>> START DOCUMENT PASSAGE
I've really enjoyed the extras on this one, particularly the interview with Kat Ellinger (nice to see the first volume of the Jess Franco book just out of focus but instantly recognisable on the shelf behind her!) and the audio essay by Alexandra Heller-Nicholas.

I'd perhaps not go quite as far as Ellinger does in describing the gender and sexual politics of Argento's films as being entirely about silly men, but I do think it that there is certainly an element of that and especially like the idea that there was a trend in Italian cinema of 'impotent men' at the time! (Though in addition to Mastroianni and La Dolce Vita I'd say that a lot of this sense of aimless wandering, semi-inquisitive ennui in the male characters stems from Antonioni too who seems to be a major influence on Argento, at least in the early giallo films). I think he's doing what any great director should and drawing in all sorts of elements to provide an evocative backdrop for his characters to inhabit (such as all the décor in the couple's apartment, including the slightly incongruous seeming Black Power poster!), and provide twists on the whole whodunit mystery, and that's where we get all sorts of (arguably) broad characters turning up in small but indelible roles. Lots of great, unforgettable faces appearing out of the dark in this film!
>> END DOCUMENT PASSAGE
>> START LISTED RECORDS
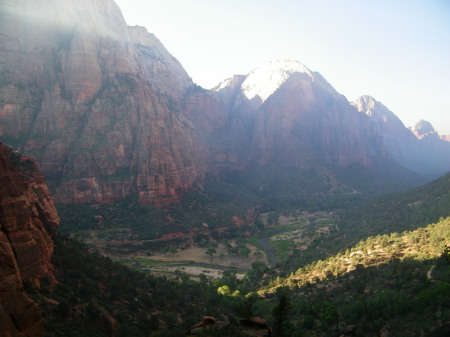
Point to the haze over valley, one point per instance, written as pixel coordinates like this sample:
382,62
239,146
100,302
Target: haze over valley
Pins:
134,202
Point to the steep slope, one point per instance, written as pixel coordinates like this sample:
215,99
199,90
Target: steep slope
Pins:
421,150
285,115
97,103
28,218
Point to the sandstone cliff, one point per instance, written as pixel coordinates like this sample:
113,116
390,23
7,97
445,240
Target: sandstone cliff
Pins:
97,103
421,150
28,218
286,114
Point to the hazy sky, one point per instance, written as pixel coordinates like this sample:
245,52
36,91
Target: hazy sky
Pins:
397,51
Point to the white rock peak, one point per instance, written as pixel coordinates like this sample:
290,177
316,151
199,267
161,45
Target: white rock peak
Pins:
265,80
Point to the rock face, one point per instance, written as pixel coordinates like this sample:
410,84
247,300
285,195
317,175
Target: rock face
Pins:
28,218
97,103
108,113
420,150
284,113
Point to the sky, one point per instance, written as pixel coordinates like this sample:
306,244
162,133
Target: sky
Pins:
397,51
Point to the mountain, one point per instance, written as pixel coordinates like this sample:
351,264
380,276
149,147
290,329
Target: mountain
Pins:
420,150
98,103
28,219
284,117
109,113
290,115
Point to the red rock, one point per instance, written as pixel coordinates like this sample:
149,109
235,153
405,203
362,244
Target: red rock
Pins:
28,218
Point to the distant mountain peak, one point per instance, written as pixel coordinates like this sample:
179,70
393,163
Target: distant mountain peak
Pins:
422,128
265,80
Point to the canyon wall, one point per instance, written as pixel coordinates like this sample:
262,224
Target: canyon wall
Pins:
28,219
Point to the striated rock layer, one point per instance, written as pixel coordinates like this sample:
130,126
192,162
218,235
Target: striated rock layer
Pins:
28,218
421,149
97,103
288,115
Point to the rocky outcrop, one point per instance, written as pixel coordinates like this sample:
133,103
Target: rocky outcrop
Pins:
28,218
286,114
97,103
421,149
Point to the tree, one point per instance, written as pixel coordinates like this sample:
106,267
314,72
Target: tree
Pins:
280,312
210,251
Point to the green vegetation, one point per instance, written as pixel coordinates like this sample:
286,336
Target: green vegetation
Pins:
372,267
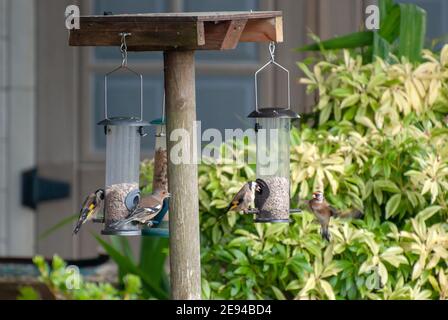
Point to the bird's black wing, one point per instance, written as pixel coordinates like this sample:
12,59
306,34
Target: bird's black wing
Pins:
88,205
334,213
237,199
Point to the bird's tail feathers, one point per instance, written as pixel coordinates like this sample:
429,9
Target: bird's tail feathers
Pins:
353,214
82,218
325,233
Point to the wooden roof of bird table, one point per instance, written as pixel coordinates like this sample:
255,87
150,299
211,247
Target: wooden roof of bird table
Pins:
175,31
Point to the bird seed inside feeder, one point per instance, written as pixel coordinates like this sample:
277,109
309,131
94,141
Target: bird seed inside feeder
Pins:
115,201
160,180
276,205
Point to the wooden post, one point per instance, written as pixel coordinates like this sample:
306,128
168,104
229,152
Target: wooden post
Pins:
185,265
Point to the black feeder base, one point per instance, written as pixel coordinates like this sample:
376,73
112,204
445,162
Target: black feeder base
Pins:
273,220
268,220
114,232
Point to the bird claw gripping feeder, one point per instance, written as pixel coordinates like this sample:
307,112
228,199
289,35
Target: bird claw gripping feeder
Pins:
272,127
160,178
123,135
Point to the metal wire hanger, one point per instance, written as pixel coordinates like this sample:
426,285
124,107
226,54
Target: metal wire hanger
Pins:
124,66
271,61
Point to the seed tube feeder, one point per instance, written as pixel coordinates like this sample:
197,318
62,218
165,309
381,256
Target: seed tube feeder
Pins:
160,179
272,128
123,136
179,35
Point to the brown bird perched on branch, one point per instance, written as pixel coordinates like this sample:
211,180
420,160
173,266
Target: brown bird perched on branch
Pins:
91,206
323,212
244,199
147,209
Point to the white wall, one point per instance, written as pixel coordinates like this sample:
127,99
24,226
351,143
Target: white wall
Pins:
17,123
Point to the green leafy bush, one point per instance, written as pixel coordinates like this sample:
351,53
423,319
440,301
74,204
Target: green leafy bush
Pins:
380,145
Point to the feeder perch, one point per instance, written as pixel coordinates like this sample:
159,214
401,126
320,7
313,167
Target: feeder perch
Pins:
273,126
123,135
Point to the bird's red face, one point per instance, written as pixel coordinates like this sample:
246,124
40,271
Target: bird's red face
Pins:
165,194
318,195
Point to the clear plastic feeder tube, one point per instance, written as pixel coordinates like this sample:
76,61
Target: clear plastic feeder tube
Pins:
160,178
122,173
273,168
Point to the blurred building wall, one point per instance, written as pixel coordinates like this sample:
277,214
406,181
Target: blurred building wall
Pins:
17,123
43,92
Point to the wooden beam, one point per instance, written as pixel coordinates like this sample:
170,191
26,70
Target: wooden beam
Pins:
163,34
180,31
185,265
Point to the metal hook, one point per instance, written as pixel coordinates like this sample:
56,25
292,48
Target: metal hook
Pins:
124,65
124,48
272,61
272,50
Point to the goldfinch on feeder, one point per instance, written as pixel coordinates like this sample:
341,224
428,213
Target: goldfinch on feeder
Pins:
323,212
91,206
244,199
147,209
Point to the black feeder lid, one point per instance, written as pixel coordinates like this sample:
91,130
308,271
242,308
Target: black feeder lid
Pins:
158,121
124,121
273,113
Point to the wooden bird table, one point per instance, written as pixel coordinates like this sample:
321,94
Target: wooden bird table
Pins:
178,35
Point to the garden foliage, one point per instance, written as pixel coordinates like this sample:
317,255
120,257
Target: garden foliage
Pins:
380,145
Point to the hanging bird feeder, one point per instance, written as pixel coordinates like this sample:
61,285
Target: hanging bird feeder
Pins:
123,135
272,126
160,178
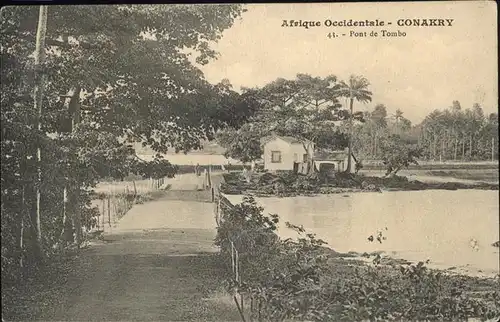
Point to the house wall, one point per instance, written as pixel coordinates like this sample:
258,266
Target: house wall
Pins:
290,153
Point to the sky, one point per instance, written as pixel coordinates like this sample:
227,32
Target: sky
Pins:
426,70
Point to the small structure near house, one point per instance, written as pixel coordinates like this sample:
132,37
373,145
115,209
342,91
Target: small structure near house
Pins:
285,153
336,159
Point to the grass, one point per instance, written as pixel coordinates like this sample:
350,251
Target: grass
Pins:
189,288
289,184
488,175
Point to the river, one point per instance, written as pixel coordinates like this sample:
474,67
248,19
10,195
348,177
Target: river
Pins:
452,229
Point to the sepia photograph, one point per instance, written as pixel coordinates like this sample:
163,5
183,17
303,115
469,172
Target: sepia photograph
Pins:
250,162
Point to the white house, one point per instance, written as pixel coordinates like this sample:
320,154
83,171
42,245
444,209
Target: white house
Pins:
285,152
337,158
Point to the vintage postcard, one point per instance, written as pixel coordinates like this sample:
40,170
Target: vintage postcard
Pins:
250,162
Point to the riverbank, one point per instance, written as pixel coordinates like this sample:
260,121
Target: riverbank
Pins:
308,281
290,185
157,264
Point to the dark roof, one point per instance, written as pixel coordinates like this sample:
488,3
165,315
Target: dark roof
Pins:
289,139
330,155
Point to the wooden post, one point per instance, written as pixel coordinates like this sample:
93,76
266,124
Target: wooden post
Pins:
492,149
40,80
109,211
103,212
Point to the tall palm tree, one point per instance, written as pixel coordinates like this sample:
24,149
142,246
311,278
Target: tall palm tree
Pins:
355,89
398,116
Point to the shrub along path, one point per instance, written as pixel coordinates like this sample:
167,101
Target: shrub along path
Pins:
158,264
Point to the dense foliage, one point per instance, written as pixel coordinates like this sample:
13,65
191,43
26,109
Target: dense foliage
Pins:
449,134
306,108
301,279
112,75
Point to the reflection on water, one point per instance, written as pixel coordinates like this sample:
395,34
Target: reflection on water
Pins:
435,224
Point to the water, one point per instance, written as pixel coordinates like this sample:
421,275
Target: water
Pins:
450,228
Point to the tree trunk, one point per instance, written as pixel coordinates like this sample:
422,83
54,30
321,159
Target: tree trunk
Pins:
493,149
470,147
21,230
349,165
74,106
456,149
463,149
40,80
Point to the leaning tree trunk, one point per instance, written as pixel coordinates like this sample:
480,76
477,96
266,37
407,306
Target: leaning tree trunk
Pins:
349,146
456,149
493,149
40,79
74,106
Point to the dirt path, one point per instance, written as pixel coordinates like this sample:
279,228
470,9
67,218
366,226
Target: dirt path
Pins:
158,264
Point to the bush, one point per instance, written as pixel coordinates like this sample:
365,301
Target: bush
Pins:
299,279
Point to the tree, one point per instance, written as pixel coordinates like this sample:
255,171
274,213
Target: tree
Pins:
396,154
38,97
305,108
243,144
355,89
136,84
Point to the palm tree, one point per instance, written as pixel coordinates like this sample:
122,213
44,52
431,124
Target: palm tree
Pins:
356,89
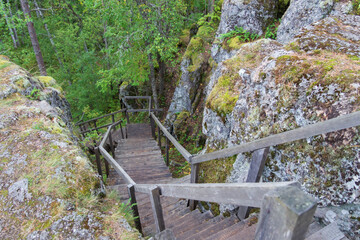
>> END LISTED RECORDS
→ WHAT IS BEING ASKED:
Can you output, word for word, the stretch of the Argento film commentary from "I've really enjoyed" through "by Alexandra Heller-Nicholas."?

→ WRITTEN RESPONSE:
I've really enjoyed the extras on this one, particularly the interview with Kat Ellinger (nice to see the first volume of the Jess Franco book just out of focus but instantly recognisable on the shelf behind her!) and the audio essay by Alexandra Heller-Nicholas.